- Excerto do texto
———
3. O 1º R. que usa profissionalmente o nome de B (…)  é advogado, estando inscrito na respetiva Ordem, no Concelho Regional de (...) , e sendo portador da cédula profissional com o nº (…)

4. Em 2010 foi o R. contratado para representar a “Herança Jacente Por Óbito de A (…) representada por (…)”.

5. O motivo da contratação aludida em 4, prendia-se com a circunstância de a sociedade J (…) Lda., segundo os AA, ter realizado a construção de um prédio, entre 2006 e 2010, que confinava com parcela de terreno que faria parte da Herança de A (…)

6. E ter utilizado sem autorização dos herdeiros, uma passagem que pertencia à herança, removendo terras da propriedade daquela herança, tendo inclusive instalado um poste nessa passagem.

7. Igualmente e segundo os AA., a J (…) teria aberto uma vala de acesso a garagem impossibilitando os AA. de acederem à propriedade da herança, tendo ainda riscado e amolgado um portão.
———
- Exercício A
Em que ano foi o réu contratado para representar a herança, segundo o excerto sobre o advogado e a herança?
- Exercício B
Prossiga o excerto sobre o advogado e a herança a partir do ponto 7, redigindo os pontos seguintes no mesmo estilo.

- Dados fornecidos
———
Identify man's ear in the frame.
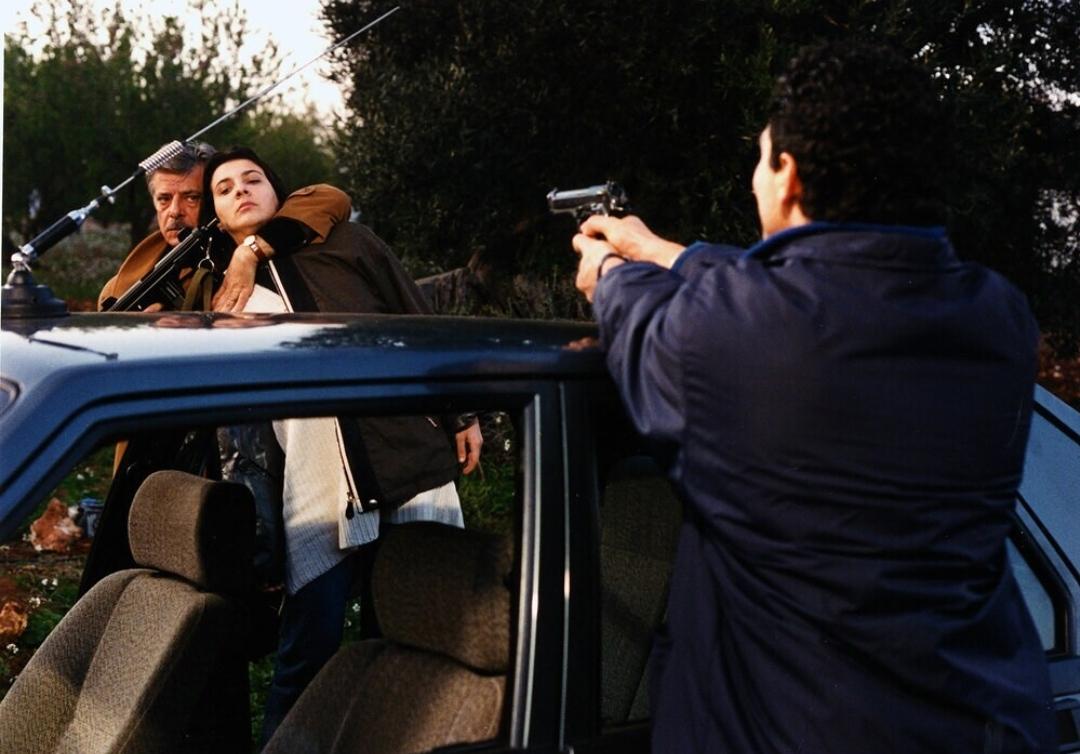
———
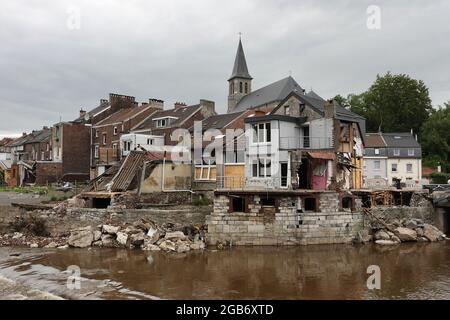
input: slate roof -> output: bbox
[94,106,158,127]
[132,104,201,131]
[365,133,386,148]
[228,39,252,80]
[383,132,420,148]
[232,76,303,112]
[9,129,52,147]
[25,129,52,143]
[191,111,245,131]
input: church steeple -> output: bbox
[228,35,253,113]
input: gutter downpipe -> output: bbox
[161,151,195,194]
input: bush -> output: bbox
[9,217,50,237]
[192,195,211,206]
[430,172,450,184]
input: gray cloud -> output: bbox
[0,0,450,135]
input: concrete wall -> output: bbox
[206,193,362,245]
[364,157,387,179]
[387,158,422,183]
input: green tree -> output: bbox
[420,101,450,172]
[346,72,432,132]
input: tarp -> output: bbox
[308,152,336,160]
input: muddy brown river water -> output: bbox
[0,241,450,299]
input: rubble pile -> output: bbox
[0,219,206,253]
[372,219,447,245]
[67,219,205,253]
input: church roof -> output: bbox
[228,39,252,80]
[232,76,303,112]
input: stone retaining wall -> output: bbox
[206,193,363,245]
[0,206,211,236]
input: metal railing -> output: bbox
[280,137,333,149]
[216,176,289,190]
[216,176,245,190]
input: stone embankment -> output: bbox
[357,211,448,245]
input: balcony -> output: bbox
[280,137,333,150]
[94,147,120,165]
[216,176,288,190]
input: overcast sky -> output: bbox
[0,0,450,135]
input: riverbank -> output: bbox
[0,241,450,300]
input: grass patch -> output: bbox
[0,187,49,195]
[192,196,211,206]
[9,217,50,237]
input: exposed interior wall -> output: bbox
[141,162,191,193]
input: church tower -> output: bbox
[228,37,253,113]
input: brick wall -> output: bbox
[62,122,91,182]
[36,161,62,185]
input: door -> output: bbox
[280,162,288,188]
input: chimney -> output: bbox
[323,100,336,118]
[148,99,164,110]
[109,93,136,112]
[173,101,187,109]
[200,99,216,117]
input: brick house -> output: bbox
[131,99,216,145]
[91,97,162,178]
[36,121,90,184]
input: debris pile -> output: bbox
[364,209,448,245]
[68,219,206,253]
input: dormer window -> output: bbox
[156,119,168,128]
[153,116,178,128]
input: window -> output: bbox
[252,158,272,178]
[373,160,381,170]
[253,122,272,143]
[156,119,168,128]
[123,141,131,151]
———
- Resposta esperada A
Em 2010.

- Resposta esperada B
8. E, de acordo com a perceção que os AA. tinham, as obras da J (…), haviam igualmente levado ao aparecimento de rachas ao nível do rés-do-chão e primeiro andar da casa propriedade da herança que confinava com a obra da J (…)

9. Por via dos factos elencados em 5 a 8, em 19 de Outubro de 2010, o R. B (…) mandatado pela “Herança Jacente Por Óbito de A (…) representada por (…)” intentou em nome daquela, no Tribunal Judicial da Comarca da Nazaré, ação de condenação com processo sumário, contra a J (…) Lda, a qual deu origem aos autos com o nº 493/10.8TBNZR.

10. Na petição inicial apresentada pelo RB (…), cujo seu integral conteúdo se dá aqui por integralmente reproduzido (processo apensado –fls 1 e seguintes) terminava-se com o pedido de “…deve a ação ser julgada procedente por provada e a Ré ser condenada ao pagamento de uma indemnização à Autora, por danos patrimoniais e não patrimoniais a liquidar em execução de sentença, ustas e procuradoria condigna…”

11. Em 26 de Outubro de 2010 o R. B (…) apresentou requerimento naqueles autos, juntando um CD com documentos, os quais se dão aqui por integralmente reproduzidos (processo apensado – fls. 11 e seguintes).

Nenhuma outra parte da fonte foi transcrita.